_What this task involves_. The records that follow are to be repeated exactly, with no pictures carried over.

── Task data

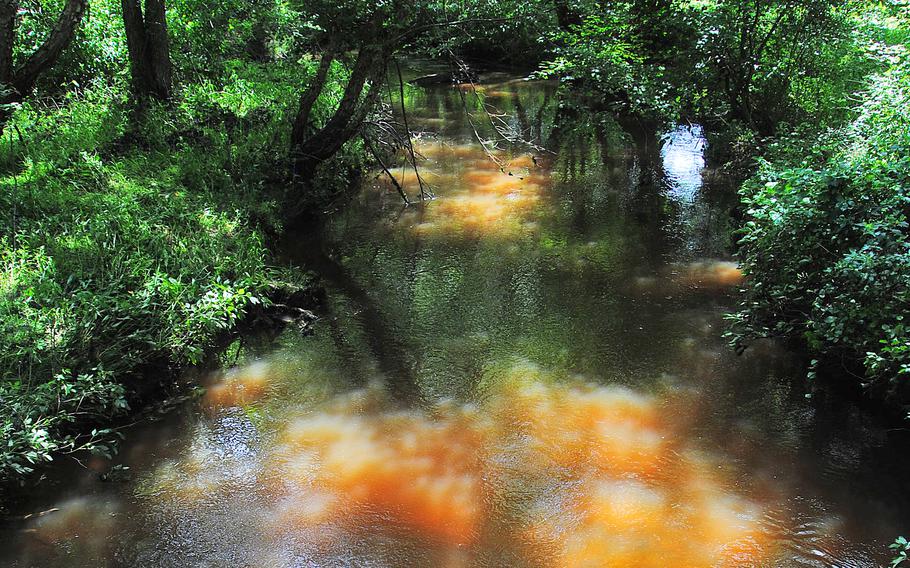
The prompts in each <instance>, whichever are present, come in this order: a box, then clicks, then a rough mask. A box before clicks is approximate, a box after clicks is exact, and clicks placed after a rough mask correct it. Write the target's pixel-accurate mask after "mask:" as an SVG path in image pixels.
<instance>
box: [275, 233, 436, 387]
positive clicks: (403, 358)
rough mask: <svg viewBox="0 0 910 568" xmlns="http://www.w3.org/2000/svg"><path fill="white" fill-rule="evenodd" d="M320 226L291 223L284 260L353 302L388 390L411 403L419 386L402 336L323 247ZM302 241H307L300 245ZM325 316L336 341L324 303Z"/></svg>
mask: <svg viewBox="0 0 910 568" xmlns="http://www.w3.org/2000/svg"><path fill="white" fill-rule="evenodd" d="M321 233H322V227H321V226H313V225H310V226H307V227H295V228H292V229H291V230H289V231H288V233H287V234H286V235H285V237H284V239H283V241H282V243H281V250H282V251H283V253H284V255H285V256H286V257H287V259H288V260H291V261H293V262H294V263H295V264H297V265H298V266H301V267H303V268H304V269H306V270H310V271H312V272H314V273H315V274H316V275H317V276H318V277H319V278H320V279H321V280H322V281H323V282H324V283H325V284H326V285H327V286H328V287H329V288H331V289H333V290H335V291H337V292H340V293H341V294H343V295H344V297H346V298H347V299H348V300H350V301H351V302H353V303H354V304H355V305H356V306H357V311H356V315H355V317H356V318H357V319H358V320H359V322H360V323H361V325H362V327H363V332H364V336H365V339H366V341H367V343H368V346H369V348H370V351H371V352H372V354H373V356H374V357H375V359H376V363H377V365H378V366H379V371H380V372H381V373H382V375H383V376H384V378H385V381H386V384H387V387H388V391H389V393H391V394H392V396H394V397H395V399H396V400H398V401H400V402H402V403H413V402H415V401H417V399H418V398H419V388H418V386H417V381H416V379H415V376H414V361H413V358H412V357H411V355H410V354H409V353H408V349H407V347H406V344H405V339H404V338H402V337H399V336H398V335H397V334H396V332H395V330H396V329H397V328H398V326H396V325H394V324H393V323H392V322H391V320H390V317H389V316H388V315H387V314H385V313H383V311H382V310H381V309H380V307H379V305H377V303H376V302H375V301H374V300H373V298H371V297H370V294H369V293H368V292H367V291H366V289H364V288H363V287H362V286H361V285H360V284H358V283H357V281H356V280H355V279H354V277H353V276H352V275H351V274H350V273H349V271H348V270H347V269H346V268H345V267H344V266H343V265H342V264H341V263H340V262H338V261H337V260H336V259H334V258H332V257H331V256H330V254H328V253H327V252H326V251H325V243H324V242H323V240H322V237H321ZM302 243H307V244H305V245H303V244H302ZM324 309H325V310H326V313H325V314H324V315H325V316H327V317H328V319H329V320H330V323H329V326H330V328H331V329H332V335H333V338H334V340H335V341H336V343H338V342H339V341H342V338H341V337H340V334H341V335H343V332H342V331H341V330H339V329H337V326H336V325H335V324H334V323H333V322H334V320H335V318H336V315H335V314H333V313H332V312H331V310H332V308H331V307H330V306H326V307H325V308H324Z"/></svg>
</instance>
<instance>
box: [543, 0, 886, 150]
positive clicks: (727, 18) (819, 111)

────

_Problem solution_.
The prompts in each <instance>, whichever are present, come in this order: a box, then clicks, then a rough mask. A box before clicks is approximate, a box after clicks is exact, and clicks placed after a rough mask correct it. Write the target's pixel-accurate mask after "mask:" as an SVG path in image pixels.
<instance>
box: [275, 233, 436, 387]
positive clicks: (403, 358)
rough mask: <svg viewBox="0 0 910 568" xmlns="http://www.w3.org/2000/svg"><path fill="white" fill-rule="evenodd" d="M320 226L291 223L284 260L353 302L388 390L411 403L419 386L402 336L323 247ZM302 241H307L300 245ZM325 316L336 341L324 303Z"/></svg>
mask: <svg viewBox="0 0 910 568" xmlns="http://www.w3.org/2000/svg"><path fill="white" fill-rule="evenodd" d="M321 233H322V227H321V226H313V225H310V226H307V227H295V228H292V229H291V230H289V231H288V233H287V234H286V235H285V237H284V239H283V241H282V243H281V250H282V251H283V253H284V255H285V256H286V257H287V259H288V260H291V261H293V262H294V263H295V264H297V265H298V266H301V267H303V268H304V269H306V270H310V271H312V272H314V273H315V274H316V275H317V276H318V277H319V278H320V279H321V280H322V281H323V282H324V283H325V284H326V285H327V286H328V287H329V288H331V289H333V290H335V291H337V292H340V293H341V294H343V295H344V297H346V298H347V299H348V300H350V301H351V302H353V303H354V304H355V305H356V306H357V311H356V315H355V317H356V318H357V319H358V320H359V322H360V323H361V325H362V327H363V332H364V336H365V339H366V341H367V343H368V346H369V348H370V351H371V352H372V354H373V356H374V357H375V359H376V363H377V365H378V366H379V371H380V372H381V373H382V375H383V376H384V378H385V381H386V384H387V387H388V391H389V393H391V394H392V396H394V397H395V399H396V400H398V401H400V402H402V403H413V402H415V401H417V399H418V398H419V388H418V386H417V381H416V379H415V376H414V361H413V358H412V357H411V355H410V354H409V353H408V349H407V347H406V344H405V339H404V338H402V337H399V336H398V335H397V334H396V332H395V330H396V329H397V328H398V326H396V325H394V324H393V323H392V322H391V320H390V317H389V316H388V315H387V314H385V313H383V311H382V310H381V309H380V307H379V305H377V303H376V302H375V301H374V300H373V298H371V297H370V294H369V293H368V292H367V291H366V289H364V288H363V287H362V286H361V285H360V284H358V283H357V281H356V280H355V279H354V277H353V276H352V275H351V274H350V273H349V271H348V270H347V269H346V268H345V267H344V266H343V265H342V264H341V263H340V262H338V261H337V260H336V259H334V258H332V257H331V256H330V254H328V253H327V252H326V251H325V243H324V242H323V240H322V237H321ZM302 243H307V244H305V245H303V244H302ZM324 309H325V310H326V313H325V314H324V315H325V316H327V317H328V319H329V320H330V323H329V326H330V328H331V329H332V335H333V338H334V340H335V341H336V343H338V342H339V341H342V338H341V337H340V334H341V335H343V332H342V331H341V330H339V329H337V326H336V325H335V324H334V323H333V322H334V320H335V318H336V315H335V314H333V313H332V312H331V310H332V308H331V307H330V306H326V307H325V308H324Z"/></svg>
</instance>
<instance>
box: [543, 0, 886, 150]
positive clicks: (727, 18) (819, 111)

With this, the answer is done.